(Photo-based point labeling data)

■ ■ ■

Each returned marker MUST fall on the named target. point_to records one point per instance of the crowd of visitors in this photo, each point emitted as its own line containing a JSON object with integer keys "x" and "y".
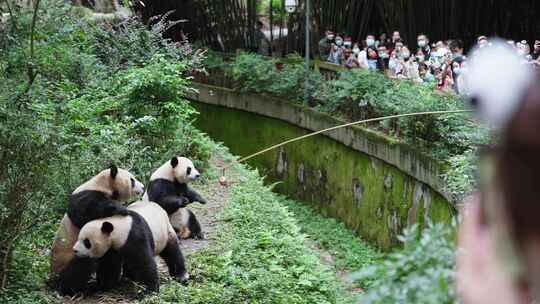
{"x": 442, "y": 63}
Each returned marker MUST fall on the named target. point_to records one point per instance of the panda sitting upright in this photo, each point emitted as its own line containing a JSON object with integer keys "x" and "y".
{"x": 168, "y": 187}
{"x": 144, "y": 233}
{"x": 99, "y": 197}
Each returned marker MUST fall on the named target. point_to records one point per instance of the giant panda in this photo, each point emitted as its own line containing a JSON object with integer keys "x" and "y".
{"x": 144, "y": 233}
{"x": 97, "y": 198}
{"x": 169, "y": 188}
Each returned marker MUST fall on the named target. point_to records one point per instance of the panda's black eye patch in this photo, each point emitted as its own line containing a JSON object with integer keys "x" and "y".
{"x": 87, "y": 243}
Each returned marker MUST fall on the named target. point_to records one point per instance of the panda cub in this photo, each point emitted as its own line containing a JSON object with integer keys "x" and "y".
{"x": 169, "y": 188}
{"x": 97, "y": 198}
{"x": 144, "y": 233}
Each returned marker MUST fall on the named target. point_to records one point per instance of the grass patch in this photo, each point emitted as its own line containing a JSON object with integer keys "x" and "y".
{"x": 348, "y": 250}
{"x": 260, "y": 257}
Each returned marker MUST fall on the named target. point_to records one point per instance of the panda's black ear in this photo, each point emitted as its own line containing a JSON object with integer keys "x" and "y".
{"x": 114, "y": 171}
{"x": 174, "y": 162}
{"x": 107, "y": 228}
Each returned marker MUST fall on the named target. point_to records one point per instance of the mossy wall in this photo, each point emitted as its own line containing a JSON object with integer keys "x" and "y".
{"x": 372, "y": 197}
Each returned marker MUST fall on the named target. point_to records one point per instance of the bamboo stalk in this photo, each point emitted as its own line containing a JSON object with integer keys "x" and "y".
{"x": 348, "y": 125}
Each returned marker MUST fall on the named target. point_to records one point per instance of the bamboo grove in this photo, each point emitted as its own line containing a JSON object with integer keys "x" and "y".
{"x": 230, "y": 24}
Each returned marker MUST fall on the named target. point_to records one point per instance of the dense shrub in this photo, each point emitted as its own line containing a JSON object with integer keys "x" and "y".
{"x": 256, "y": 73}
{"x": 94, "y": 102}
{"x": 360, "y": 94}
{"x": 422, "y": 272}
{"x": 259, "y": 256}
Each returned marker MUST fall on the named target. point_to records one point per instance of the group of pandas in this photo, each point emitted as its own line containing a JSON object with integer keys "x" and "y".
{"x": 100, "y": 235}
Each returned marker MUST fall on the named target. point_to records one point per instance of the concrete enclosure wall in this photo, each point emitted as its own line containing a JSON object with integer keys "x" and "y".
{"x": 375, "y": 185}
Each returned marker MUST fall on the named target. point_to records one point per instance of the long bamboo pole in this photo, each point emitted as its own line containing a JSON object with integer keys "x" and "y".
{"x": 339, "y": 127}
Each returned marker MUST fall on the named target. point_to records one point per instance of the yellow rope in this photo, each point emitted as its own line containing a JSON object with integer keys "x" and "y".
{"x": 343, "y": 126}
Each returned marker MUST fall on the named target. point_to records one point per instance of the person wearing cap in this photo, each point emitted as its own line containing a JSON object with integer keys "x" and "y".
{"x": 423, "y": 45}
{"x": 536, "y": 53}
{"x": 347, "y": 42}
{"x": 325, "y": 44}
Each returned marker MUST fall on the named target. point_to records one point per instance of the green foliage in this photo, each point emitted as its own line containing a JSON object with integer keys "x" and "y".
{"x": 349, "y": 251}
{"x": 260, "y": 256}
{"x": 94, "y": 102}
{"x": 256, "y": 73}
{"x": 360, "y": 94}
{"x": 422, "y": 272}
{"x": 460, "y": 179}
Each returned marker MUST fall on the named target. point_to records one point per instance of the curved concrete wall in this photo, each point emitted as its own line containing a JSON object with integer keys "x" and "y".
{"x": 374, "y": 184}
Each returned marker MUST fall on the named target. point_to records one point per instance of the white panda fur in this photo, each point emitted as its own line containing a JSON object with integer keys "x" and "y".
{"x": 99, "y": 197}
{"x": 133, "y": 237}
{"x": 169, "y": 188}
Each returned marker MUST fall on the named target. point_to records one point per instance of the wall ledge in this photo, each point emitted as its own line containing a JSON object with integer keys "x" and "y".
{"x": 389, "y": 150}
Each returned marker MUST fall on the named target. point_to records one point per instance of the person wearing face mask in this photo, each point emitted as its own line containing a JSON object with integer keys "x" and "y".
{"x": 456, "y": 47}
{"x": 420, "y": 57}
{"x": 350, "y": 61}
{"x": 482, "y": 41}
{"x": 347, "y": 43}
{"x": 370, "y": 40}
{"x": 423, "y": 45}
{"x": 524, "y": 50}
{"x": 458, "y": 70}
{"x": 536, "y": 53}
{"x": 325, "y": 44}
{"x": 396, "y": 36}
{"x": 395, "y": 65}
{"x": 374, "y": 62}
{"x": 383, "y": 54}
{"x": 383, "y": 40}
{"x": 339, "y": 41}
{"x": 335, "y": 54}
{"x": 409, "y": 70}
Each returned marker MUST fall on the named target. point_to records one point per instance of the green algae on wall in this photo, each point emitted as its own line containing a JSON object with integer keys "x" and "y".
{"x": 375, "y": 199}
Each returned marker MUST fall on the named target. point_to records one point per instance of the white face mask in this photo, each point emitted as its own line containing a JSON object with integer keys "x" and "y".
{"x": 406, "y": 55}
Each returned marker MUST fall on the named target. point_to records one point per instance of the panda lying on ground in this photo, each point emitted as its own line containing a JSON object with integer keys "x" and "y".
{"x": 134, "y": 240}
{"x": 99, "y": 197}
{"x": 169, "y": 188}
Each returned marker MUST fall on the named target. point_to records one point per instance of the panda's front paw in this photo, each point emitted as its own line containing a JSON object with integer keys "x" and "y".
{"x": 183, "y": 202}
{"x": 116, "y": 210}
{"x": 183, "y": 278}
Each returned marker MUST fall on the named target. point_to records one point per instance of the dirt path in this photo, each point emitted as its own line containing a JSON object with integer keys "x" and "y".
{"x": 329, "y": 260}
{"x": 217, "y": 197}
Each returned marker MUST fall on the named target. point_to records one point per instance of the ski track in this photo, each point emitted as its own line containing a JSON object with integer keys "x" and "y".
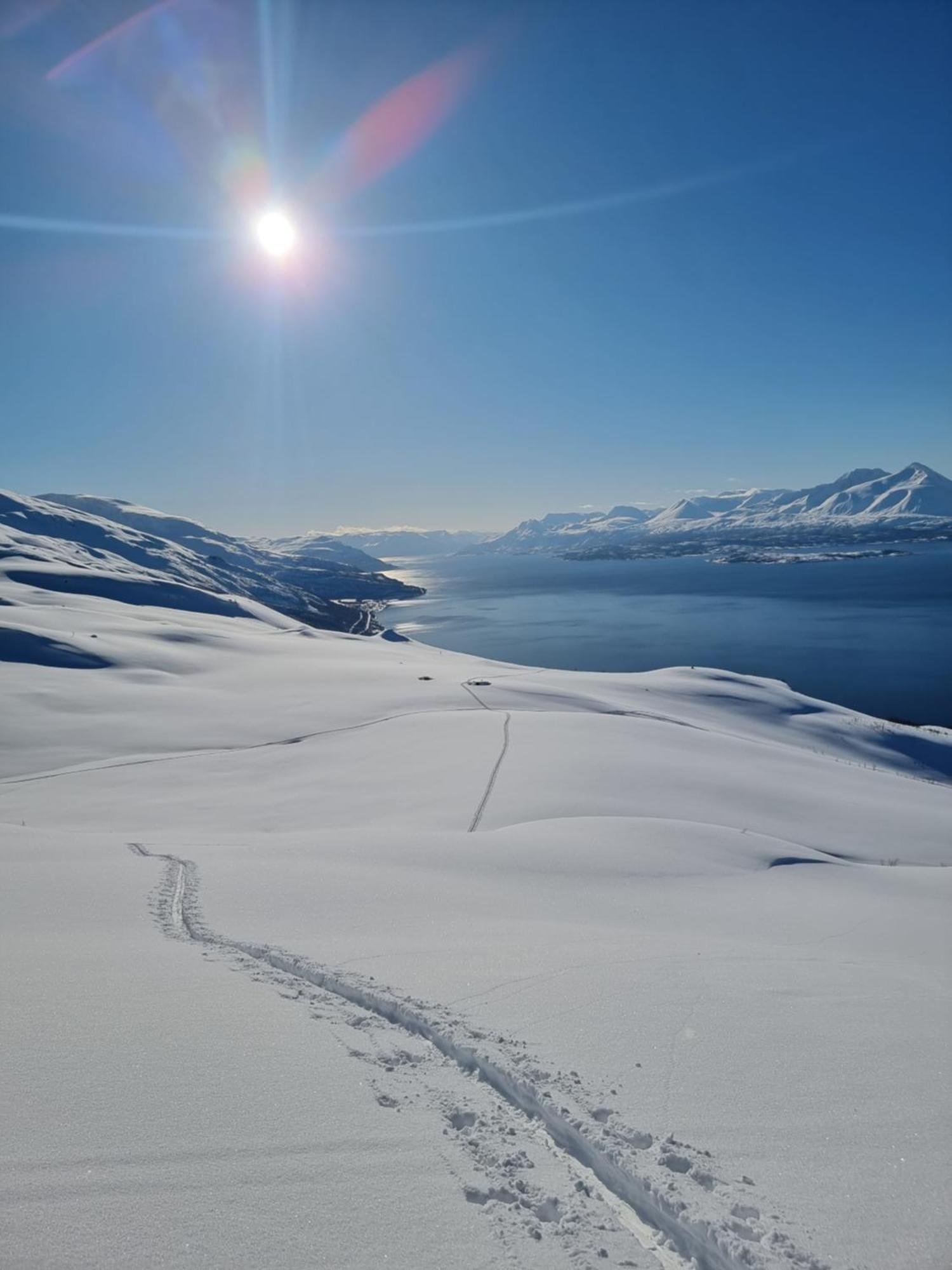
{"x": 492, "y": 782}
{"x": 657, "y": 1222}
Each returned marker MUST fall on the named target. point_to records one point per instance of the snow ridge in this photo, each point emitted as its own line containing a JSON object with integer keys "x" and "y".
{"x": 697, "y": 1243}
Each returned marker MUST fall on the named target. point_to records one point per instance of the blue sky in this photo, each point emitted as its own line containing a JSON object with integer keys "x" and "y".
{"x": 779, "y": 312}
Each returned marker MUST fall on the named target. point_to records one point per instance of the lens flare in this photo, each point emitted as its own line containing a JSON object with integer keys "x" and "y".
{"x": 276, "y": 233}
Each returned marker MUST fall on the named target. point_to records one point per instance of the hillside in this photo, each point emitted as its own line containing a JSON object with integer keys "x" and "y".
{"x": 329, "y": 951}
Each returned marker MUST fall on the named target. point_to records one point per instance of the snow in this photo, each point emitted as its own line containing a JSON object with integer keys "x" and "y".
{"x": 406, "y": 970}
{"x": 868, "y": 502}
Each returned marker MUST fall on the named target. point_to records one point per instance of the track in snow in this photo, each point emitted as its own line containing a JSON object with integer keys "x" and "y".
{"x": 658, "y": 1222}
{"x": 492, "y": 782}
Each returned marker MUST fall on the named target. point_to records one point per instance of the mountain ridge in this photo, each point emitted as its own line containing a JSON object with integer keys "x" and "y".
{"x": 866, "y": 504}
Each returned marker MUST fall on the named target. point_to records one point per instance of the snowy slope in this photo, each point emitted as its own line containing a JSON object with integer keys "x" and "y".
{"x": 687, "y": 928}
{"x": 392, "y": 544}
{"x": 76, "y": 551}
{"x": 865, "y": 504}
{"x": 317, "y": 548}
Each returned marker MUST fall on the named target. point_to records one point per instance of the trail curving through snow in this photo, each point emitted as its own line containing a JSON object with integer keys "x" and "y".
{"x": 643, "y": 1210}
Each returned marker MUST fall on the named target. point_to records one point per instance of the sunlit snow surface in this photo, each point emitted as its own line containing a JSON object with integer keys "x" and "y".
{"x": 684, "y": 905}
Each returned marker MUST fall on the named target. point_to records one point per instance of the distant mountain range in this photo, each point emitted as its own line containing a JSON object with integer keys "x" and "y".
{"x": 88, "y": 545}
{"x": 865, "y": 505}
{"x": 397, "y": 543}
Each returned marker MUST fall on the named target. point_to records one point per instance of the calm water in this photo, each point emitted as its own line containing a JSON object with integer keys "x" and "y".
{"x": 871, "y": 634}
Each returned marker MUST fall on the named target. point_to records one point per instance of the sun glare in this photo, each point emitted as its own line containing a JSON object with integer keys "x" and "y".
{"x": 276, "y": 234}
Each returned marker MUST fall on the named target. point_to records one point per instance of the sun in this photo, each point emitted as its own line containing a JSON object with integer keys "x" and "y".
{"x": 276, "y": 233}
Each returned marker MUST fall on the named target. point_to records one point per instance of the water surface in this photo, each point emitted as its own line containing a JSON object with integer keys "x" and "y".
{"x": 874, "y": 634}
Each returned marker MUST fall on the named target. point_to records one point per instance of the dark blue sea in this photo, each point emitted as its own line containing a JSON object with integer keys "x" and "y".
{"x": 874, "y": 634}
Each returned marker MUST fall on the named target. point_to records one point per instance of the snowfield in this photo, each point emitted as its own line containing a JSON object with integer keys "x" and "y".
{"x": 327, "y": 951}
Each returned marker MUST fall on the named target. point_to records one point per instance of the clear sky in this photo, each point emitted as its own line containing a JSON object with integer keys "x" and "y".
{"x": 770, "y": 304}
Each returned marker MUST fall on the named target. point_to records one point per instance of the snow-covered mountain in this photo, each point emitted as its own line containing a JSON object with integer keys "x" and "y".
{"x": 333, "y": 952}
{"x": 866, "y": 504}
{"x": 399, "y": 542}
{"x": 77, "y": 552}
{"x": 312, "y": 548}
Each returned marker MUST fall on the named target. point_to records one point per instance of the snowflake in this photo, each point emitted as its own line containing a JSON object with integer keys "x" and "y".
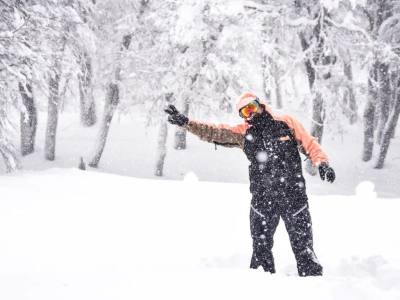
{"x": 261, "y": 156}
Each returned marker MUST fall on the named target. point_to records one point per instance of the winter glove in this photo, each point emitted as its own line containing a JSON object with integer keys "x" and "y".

■ ■ ■

*PROBLEM TO WORK ON*
Pictures do not go in the copy. Write out exactly the lines from the line containing "sun in this" through the last line of the listing.

*RESULT*
Each returned marker MUST fall on the named target. point_to records one point per instance of the sun in this photo, each point emitted as its own line containing a JSON object with integer keys "x" and "y".
{"x": 276, "y": 233}
Each returned marker MUST fall on the named target. point_to records one point per instance of the water surface in this photo, each point emitted as its own line containing a JSON object with integer keys "x" and "y".
{"x": 874, "y": 634}
Each returned marker MUST fall on the named target. point_to records one point per instance of the dark blue sea in this photo, each point emitted as its own line containing a JSON object with integer keys "x" and "y".
{"x": 874, "y": 634}
Each returned marker MUST fall on the named target. point_to records one point per instance of the snowfield in this photo, each point emitted as its own line containing a JSON object with integer keys "x" and "y".
{"x": 327, "y": 951}
Each returned marker MUST fall on the named target. point_to records one point per instance of the clear sky in this photo, each point emitted as its own line containing a JSON object with integer keys "x" and "y".
{"x": 770, "y": 304}
Each returned marker MUST fall on the named target. point_to records one point per instance of the snow-covered mountain in this photo, each point emitted as its own line containing a JSON object with integer keys "x" and "y".
{"x": 333, "y": 952}
{"x": 866, "y": 504}
{"x": 399, "y": 542}
{"x": 77, "y": 552}
{"x": 312, "y": 548}
Each returned marker MUST fall on the named target. point_to records one point per instance of the snowflake in this photo, each point emitted as its own line containing a JSON object with integer keys "x" and "y".
{"x": 261, "y": 156}
Each returned marker MUST fall on the named target. point_to records one point per instance of the winter glove in this photo, each point emitted as its own line containing a JSON object with integer keys "x" and "y".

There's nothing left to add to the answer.